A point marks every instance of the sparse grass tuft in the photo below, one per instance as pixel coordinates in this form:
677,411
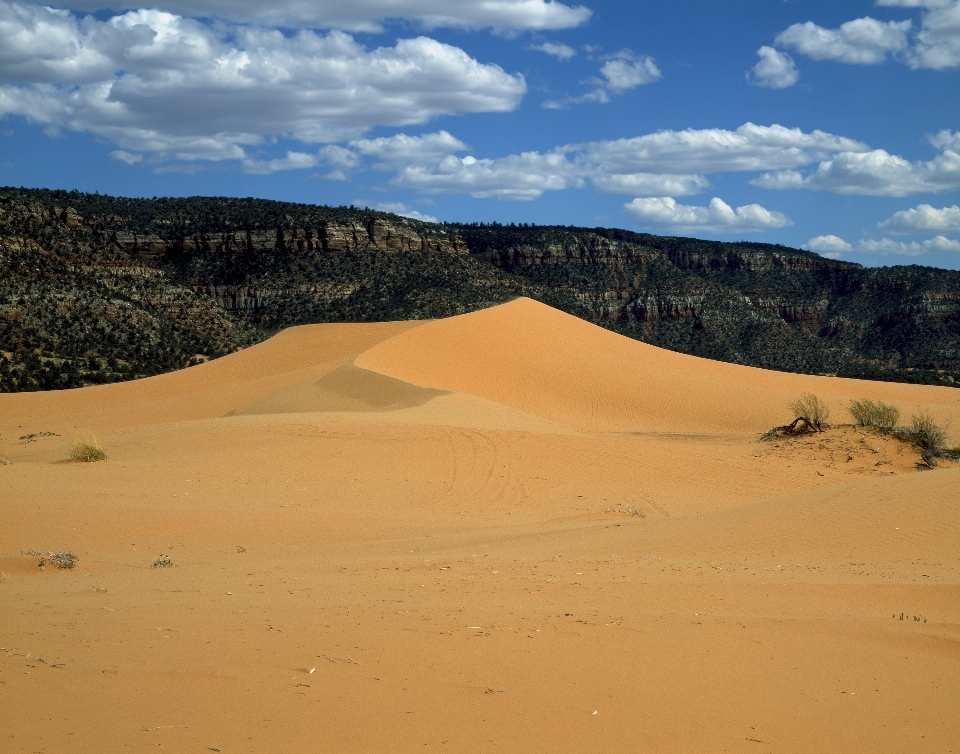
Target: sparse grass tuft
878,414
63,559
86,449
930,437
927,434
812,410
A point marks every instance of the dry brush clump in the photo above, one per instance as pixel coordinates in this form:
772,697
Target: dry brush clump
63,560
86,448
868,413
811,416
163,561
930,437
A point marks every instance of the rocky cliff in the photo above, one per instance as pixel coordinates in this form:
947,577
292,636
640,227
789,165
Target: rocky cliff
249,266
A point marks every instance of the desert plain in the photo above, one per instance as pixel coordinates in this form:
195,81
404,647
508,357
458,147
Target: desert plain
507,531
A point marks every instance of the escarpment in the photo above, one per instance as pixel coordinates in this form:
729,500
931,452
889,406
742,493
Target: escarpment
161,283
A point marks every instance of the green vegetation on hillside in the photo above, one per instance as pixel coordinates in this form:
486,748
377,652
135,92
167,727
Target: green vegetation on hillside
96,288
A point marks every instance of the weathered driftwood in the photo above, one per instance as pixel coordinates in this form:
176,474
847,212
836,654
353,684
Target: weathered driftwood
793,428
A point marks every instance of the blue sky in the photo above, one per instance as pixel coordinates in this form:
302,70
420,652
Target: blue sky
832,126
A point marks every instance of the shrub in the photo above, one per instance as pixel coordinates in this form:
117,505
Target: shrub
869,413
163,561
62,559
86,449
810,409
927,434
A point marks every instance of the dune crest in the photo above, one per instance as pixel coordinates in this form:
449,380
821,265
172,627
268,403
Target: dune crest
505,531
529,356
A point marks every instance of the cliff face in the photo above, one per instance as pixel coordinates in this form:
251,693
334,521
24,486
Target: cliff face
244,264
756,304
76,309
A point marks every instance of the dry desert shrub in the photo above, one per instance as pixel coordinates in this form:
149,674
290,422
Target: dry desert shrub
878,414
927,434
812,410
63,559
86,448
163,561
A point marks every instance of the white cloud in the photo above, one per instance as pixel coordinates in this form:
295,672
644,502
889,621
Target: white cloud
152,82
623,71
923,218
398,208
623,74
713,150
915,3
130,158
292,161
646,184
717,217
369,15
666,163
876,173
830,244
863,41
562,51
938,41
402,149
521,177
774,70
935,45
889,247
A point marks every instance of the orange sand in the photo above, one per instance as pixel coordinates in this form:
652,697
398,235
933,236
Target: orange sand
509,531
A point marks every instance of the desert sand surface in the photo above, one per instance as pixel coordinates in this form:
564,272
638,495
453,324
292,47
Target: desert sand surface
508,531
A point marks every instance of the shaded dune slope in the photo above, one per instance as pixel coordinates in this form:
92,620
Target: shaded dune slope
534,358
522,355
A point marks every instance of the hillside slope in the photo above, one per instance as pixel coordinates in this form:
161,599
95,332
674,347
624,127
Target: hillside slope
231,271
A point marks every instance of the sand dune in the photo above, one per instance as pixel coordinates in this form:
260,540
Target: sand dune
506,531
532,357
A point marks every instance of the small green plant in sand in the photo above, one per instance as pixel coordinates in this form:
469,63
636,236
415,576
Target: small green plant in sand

-.-.-

Update the entries above by replacing every "pixel coordinates" with "image coordinates" and leaving everything else unchanged. Leave the picture out of your answer.

• [Correct output]
A point marks every instance of the sparse grass tuft in the photo below, one per instance as image coordinates in this form:
677,411
Target: sparse grass tuft
878,414
63,559
86,449
930,437
927,434
812,410
A point marks every instance of the dry brush clump in the photo above, one per instance as image coordinates in this form:
772,697
Target: dry brush clump
63,560
86,448
868,413
811,416
163,561
930,437
A point marks every instance of the rocky cliff in the photo above, one per instance as image coordinates in this form:
947,577
292,636
640,227
789,165
Target: rocky cliff
249,266
A point marks every instance of the desert plain in the photo above, one per instance as image coordinates in this form:
195,81
404,647
508,357
458,147
Target: desert plain
507,531
A point marks every instance of the escarpment in the photo above, one per instance as image coordinates in this form:
729,500
931,452
889,406
742,493
Target: escarpment
161,283
A point marks every instance of the green vegetation on hillside in the photo above, one per instance as image coordinates in this form:
486,748
377,652
135,92
167,727
Target: green vegetation on hillside
96,288
A point marks every instance of the weathered driftwood in the photo above, one per instance as image coordinates in this form:
176,474
847,212
836,654
353,684
Target: weathered driftwood
793,428
A point marks every instance of the blue sky in the photo above, one per instance as image coordinates in this form:
302,70
420,652
Target: blue sky
832,126
A point marks every instance of the shrub in the photo above, one per instance as image coordinates in this form:
117,505
Target: shrub
869,413
163,561
62,559
86,449
810,409
927,434
A point marks every instance of the dune crest in the photo above, one per instance as image coordinates in this form:
449,380
821,265
172,627
268,403
Target: dune crest
505,531
529,356
A point marks every instance of the cliff face in the photo above, one per instance as image coordinates in this form:
251,693
334,521
24,486
Target: cliff face
244,264
756,304
76,309
A point marks every instance of the dry desert shrub in the photo above, one per instance as image coordinates in this form:
149,674
290,422
Target: dry desert shrub
878,414
927,434
812,410
63,559
86,448
163,561
A point marks every instance of the white cloud in the photo above, one per instance as image coordinates in this form:
295,672
644,502
889,621
Target: white cloud
152,82
623,71
923,218
398,208
623,74
713,150
915,3
130,158
292,161
646,184
717,217
369,15
666,163
876,173
830,244
863,41
562,51
938,41
402,149
521,177
774,70
935,45
889,247
A point marks every instance of the orange sand in the photo above, one per instance as image coordinates in this form:
652,697
398,235
933,236
Target: orange sand
509,531
A point marks every instance of the desert sand surface in the photo above, one per instance as image coordinates in this form:
564,272
638,495
453,324
292,47
Target: desert sand surface
508,531
A point marks every instance of the shaded dune slope in the photo above, one per instance as image coordinates in this form:
92,620
Target: shaded dune slope
534,358
522,355
A point marks every instance of the hillside slope in the photo above, one per instance as image coordinates in this form:
161,599
95,332
674,347
624,127
Target: hillside slope
231,271
A point marks every instance of the sand dune in the photo above, one per instance as image coordinates in this form:
260,540
Target: sand dune
506,531
532,357
A point marks every instance of the small green plant in sand in the photo above, one per instance as image coordinates in this form:
469,63
636,236
415,576
Target: small green plant in sand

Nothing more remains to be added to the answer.